··· Excerpt provided

General Relativity Is At Least 99.95% Right

Comments Filter:
  • by Anonymous Coward on Saturday September 16, 2006 @05:32AM (#16119480)
    Observations that support a theory are nice, but they are not a proof.
    • by smash (1351) on Saturday September 16, 2006 @05:42AM (#16119494) Homepage Journal
      You can never *prove* a theory, you can merely disprove it by finding evidence which does not support it.
      • by snarkh (118018)
        Actually, you can neither prove nor disprove a theory with observations.
        You observations are just making a theory more or less likely to hold.

        What does it mean to disprove a theory, in any case? Does special general relativity disprove Newton's theory?
        • Re: (Score:2, Insightful)

          by jawtheshark (198669) *

          Does special general relativity disprove Newton's theory?

          Yes, it does. Newtonian physics are bound to certain limits, at those limits strange things happen that Newtonian physics do not predict. Relativity explains both the experimental results of Newtonian physics and those where they go bonkers. So, relativity proves that Newton was wrong in certain conditions. This does not mean that Newtonian physics are unusable and that's why they are still taught in high school.

          Compare it to something we

    • by kfg (145172) * on Saturday September 16, 2006 @05:43AM (#16119496)

······

_Written problem 1:_ Gather every line of the records that contains the word "light", and treat case as significant.

··· Records

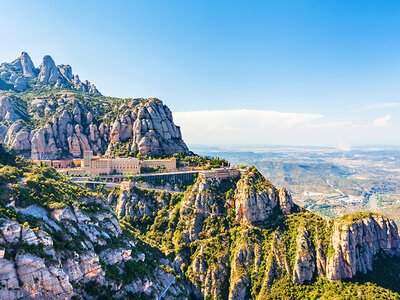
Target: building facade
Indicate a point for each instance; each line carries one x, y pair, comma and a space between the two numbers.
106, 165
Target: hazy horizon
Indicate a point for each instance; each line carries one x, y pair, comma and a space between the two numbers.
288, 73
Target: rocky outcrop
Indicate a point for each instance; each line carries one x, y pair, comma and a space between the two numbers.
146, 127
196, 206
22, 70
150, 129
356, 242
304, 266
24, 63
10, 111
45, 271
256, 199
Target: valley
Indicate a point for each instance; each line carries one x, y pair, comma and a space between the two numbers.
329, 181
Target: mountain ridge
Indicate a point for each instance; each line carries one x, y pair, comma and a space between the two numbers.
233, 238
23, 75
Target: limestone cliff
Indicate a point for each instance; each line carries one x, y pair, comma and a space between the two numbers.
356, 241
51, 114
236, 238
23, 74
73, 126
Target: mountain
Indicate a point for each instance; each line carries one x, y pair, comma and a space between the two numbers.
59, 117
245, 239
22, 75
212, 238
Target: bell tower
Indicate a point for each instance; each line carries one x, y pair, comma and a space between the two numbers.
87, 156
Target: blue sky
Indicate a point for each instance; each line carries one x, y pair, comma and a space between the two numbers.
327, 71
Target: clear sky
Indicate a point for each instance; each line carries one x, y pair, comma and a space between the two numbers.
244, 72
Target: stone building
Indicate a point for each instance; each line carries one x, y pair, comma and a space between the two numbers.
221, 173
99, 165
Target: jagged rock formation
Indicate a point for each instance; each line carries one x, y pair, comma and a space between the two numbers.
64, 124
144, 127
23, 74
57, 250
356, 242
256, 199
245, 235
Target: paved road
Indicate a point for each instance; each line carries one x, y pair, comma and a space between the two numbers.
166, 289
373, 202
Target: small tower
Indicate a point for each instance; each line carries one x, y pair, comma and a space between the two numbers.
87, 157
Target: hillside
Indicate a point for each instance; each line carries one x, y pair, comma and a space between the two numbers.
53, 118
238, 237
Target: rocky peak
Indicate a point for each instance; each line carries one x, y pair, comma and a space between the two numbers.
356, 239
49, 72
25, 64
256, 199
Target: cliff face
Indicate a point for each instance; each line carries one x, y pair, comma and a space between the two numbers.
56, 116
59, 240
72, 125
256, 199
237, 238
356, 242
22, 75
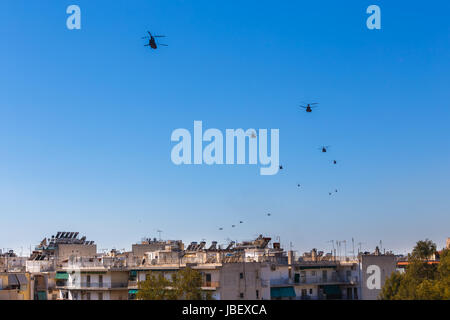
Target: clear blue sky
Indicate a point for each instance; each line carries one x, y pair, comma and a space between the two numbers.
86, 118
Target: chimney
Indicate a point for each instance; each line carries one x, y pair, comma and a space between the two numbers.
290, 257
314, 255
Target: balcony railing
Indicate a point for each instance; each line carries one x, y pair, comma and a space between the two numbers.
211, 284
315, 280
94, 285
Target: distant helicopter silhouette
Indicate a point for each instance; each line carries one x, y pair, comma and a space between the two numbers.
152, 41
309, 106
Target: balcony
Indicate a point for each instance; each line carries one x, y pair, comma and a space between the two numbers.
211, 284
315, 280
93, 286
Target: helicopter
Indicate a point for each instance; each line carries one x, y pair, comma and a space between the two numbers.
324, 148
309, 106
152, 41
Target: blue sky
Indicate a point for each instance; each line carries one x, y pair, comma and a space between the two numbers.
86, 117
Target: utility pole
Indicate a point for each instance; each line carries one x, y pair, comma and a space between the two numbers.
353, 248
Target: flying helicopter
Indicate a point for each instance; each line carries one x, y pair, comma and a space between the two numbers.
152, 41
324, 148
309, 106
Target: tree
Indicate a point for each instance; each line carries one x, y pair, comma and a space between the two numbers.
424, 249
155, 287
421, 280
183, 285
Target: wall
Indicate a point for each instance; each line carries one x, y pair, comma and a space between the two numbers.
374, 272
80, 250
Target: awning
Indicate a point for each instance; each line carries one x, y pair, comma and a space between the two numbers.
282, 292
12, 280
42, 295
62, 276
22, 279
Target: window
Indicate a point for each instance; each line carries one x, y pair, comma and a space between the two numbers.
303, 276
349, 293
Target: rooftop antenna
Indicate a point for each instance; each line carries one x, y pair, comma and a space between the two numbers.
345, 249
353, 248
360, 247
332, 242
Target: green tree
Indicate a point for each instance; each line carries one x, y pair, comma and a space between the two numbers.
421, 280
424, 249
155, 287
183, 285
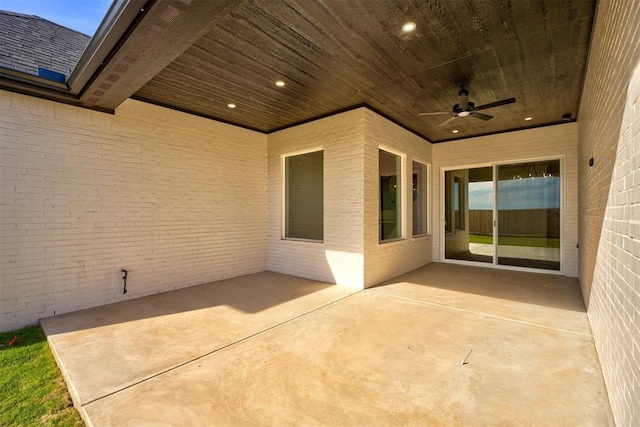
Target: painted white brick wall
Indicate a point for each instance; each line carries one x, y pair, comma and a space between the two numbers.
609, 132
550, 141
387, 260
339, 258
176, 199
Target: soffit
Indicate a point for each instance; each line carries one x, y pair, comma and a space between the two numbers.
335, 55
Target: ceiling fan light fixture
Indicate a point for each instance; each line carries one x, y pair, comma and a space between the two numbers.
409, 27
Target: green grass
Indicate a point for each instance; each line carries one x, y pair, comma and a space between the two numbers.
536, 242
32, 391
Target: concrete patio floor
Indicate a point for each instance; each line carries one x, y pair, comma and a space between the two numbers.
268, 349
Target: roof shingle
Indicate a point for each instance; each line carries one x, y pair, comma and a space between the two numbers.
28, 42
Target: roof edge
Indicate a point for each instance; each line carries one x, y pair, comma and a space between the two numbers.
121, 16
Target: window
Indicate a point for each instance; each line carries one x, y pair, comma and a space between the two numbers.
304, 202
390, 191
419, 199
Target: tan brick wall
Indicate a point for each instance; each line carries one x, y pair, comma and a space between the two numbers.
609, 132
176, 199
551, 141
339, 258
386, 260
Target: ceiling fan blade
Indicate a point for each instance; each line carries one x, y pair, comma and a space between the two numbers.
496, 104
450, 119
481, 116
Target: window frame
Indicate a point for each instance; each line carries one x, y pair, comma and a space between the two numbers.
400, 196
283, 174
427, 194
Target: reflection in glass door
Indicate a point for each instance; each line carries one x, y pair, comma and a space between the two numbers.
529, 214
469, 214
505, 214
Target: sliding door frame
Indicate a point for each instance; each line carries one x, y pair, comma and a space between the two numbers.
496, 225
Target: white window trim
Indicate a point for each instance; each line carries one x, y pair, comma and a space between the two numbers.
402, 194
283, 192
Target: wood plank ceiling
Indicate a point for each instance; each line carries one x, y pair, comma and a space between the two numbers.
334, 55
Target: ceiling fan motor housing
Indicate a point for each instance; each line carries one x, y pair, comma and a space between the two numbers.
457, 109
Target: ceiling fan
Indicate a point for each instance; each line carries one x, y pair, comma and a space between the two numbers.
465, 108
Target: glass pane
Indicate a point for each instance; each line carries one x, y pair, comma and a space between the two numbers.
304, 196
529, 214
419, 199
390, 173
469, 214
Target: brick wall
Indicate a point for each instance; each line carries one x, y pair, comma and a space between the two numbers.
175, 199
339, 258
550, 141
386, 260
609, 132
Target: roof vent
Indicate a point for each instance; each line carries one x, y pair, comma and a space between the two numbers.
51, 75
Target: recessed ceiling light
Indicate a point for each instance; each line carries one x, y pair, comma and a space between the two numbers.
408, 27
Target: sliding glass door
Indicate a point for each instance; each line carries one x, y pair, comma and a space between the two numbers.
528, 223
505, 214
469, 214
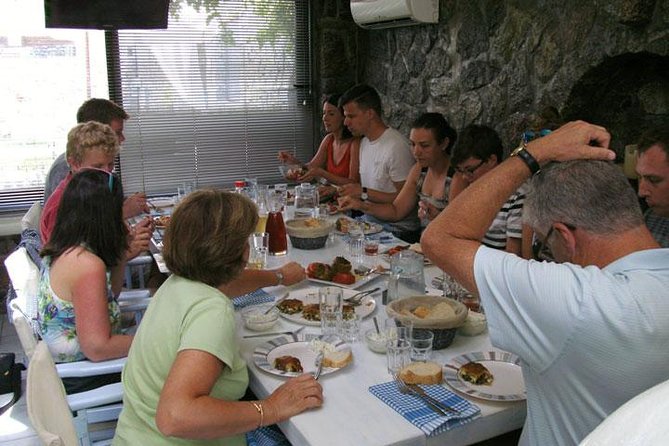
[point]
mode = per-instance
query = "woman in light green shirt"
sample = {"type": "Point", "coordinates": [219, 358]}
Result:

······

_Written problem 2:_ According to the comment thread, what does smash say can be done to a theory instead of proving it?

_Full answer 1:_
Target: ceiling fan light fixture
Target: recessed ceiling light
query = "woman in light green shirt"

_Full answer 2:_ A theory can be disproved by finding evidence that does not support it.